Dataset entries:
-------

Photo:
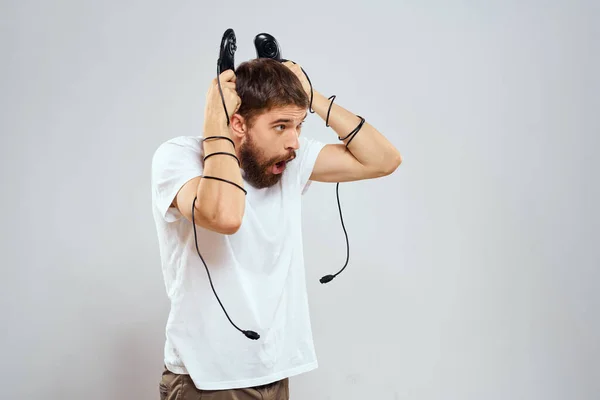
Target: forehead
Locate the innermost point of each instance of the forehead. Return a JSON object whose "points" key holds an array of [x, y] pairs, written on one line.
{"points": [[285, 113]]}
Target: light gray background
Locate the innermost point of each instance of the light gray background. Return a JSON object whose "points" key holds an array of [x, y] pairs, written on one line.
{"points": [[474, 268]]}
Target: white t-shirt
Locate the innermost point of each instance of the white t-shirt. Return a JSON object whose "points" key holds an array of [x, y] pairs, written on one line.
{"points": [[258, 273]]}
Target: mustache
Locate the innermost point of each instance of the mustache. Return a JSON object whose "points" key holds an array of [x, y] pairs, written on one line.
{"points": [[290, 156]]}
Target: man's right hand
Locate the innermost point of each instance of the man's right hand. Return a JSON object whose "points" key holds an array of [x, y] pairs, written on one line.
{"points": [[214, 114], [220, 206]]}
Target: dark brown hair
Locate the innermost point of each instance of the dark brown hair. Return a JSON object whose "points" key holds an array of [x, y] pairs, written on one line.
{"points": [[264, 84]]}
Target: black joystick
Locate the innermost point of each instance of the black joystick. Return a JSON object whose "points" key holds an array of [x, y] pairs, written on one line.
{"points": [[226, 60], [227, 51], [267, 47]]}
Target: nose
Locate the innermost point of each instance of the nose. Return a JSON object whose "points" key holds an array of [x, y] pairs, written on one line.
{"points": [[292, 142]]}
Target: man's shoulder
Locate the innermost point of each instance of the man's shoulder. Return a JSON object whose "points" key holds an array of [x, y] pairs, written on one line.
{"points": [[190, 142], [177, 146]]}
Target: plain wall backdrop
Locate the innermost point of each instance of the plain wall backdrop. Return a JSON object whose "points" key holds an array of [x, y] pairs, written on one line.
{"points": [[474, 268]]}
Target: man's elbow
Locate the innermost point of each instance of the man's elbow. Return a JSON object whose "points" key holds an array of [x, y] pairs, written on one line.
{"points": [[389, 165], [227, 225]]}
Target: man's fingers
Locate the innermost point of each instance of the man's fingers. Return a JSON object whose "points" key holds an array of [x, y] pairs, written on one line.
{"points": [[227, 76]]}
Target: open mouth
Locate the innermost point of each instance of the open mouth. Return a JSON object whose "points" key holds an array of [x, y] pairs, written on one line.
{"points": [[279, 167]]}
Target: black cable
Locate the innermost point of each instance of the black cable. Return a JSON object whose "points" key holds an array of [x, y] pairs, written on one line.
{"points": [[249, 334], [224, 153], [219, 137], [224, 180], [351, 135]]}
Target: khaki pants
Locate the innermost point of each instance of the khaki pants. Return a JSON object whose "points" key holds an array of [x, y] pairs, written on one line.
{"points": [[181, 387]]}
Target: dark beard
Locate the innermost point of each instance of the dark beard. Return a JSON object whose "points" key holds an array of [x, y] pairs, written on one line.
{"points": [[256, 172]]}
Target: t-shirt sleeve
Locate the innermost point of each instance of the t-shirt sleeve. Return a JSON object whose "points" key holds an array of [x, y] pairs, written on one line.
{"points": [[174, 163], [307, 157]]}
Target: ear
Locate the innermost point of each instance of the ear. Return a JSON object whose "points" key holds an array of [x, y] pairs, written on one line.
{"points": [[238, 126]]}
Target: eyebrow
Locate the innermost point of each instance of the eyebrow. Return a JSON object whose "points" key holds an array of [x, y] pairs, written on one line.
{"points": [[286, 120]]}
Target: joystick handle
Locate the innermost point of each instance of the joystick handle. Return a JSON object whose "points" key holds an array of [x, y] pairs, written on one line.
{"points": [[267, 47], [227, 51]]}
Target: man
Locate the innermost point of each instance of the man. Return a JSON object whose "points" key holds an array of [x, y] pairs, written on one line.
{"points": [[241, 183]]}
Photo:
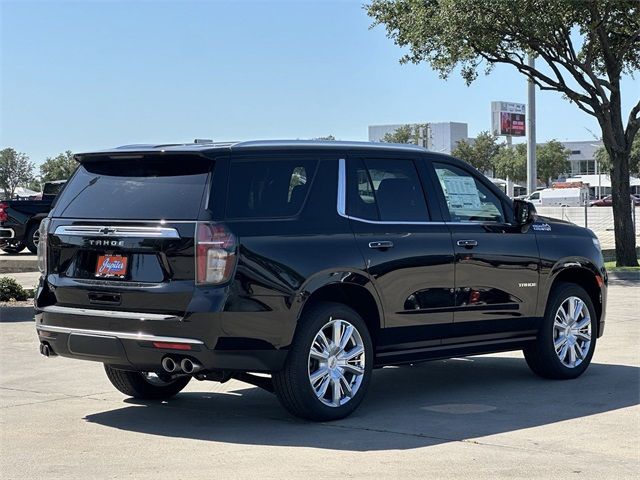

-------

## WORK TO COMPLETE
What comes back should match the records exactly, minus any pictures.

## EXERCISE OUTPUT
Photo:
Target: forehead
Locate the innermost point of each instance of the forehead. Return a JSON object whose "points" key holds an array of [x, y] pairs, written on one line.
{"points": [[285, 113]]}
Target: light gray background
Locate the innermost point of each instance of the light gray background. Return a JSON object whose "points" key holds an array of [x, y] pairs, written on one line.
{"points": [[474, 268]]}
Target: white t-shirt
Locate the innermost point of each instance of the white t-shirt. Return a JSON object whose "points" key holds an array of [x, y] pairs, written on one line.
{"points": [[258, 273]]}
Target: mustache
Locate the innermost point of each instance of the mustache. Return a JSON object whose "points" key holds an array of [x, y] pairs, written on one line.
{"points": [[290, 156]]}
Target: man's right hand
Locate the innermost point of each instance of the man's right hand. Return a JSON object whose "points" key holds an array of [x, y] pairs, written on one line.
{"points": [[214, 114], [220, 206]]}
Target: dark brown hair
Locate the innermost point of each instance of the dark brown hair. Return a JSON object whose "points" key holds an array of [x, y] pairs, written on one line.
{"points": [[264, 84]]}
Target: black joystick
Locate the innermost point of each instance of the black joystick. Return a JSON object whose "points" key holds an array of [x, y] pairs, written on one line.
{"points": [[226, 60], [227, 51], [267, 47]]}
Target: nose
Locate the innermost point of each instance of the nose. Return a JSON object whose "points" key holds an array of [x, y] pairs, written on one line.
{"points": [[292, 142]]}
Target: man's shoulder
Locate the innermost point of each instance of the man's shoulder. Return a JSON object whose "points" key holds an array of [x, y] pairs, written on one line.
{"points": [[190, 142], [177, 146]]}
Target: plain wall backdrop
Locate the innermost point of each instance of the plain wall backdrop. Return a JSON object whose "points" key holds an array of [x, y] pairs, written on one line.
{"points": [[474, 268]]}
Target: man's elbow
Locate the innermost point of each instance of the man's elbow. Return a JSON object whose "points" key holds an array of [x, y] pairs, written on one line.
{"points": [[389, 165], [227, 225]]}
Target: man's fingers
Locate the innermost point of each instance of the man's fingers. Return a JSON object whose "points" key holds an array of [x, y] pairs, written on one line.
{"points": [[227, 76]]}
Target: open mouth
Locate the innermost point of each instance of the open mouth. Return a JSON object whose "points" key holds an array of [x, y] pairs, written on one line.
{"points": [[279, 167]]}
Target: black cable
Locate the innermost point of each instance of the black cable. Return a JSON object whose "points" key holds an array of [x, y] pairs, written on one line.
{"points": [[249, 334], [224, 153], [219, 137], [224, 180], [351, 135]]}
Target: khaki pants
Locate the innermost point of each instance of the khaki pants. Return a JSON object whose "points" key holds an array of [x, y] pairs, written on one line.
{"points": [[181, 387]]}
Target: dark beard
Locate the innermost point of each instance of the dark beard. Return a JSON object whose "points" key holds an array of [x, y] pairs, written on one line.
{"points": [[256, 172]]}
Target: t-shirt sleeve
Locate the innermost point of each instance of the t-shirt sleeve. Return a JSON object whose "points" key holds an array of [x, y] pairs, written on one line.
{"points": [[174, 163], [307, 157]]}
Target: ear
Locate the innermost point of each instance of the ear. Return a JSON object whose "points" key holds an array of [x, y] pairs, written on one line.
{"points": [[238, 126]]}
Target: eyebrow
Locate the innermost point of each instance of the eyebrow. Return a JSON object whose "points" key holds an array of [x, y] pairs, written on one line.
{"points": [[286, 120]]}
Target: joystick handle
Locate the innermost point of each instance of the joystick handle. Return a JSON object whose "points" key holds an array of [x, y] pairs, written on one line.
{"points": [[267, 47], [227, 51]]}
Target: man
Locate the innermost point of each instance of the man. Return a JSON object whose "points" key holds an array of [x, y] pairs, written on one line.
{"points": [[241, 183]]}
Photo:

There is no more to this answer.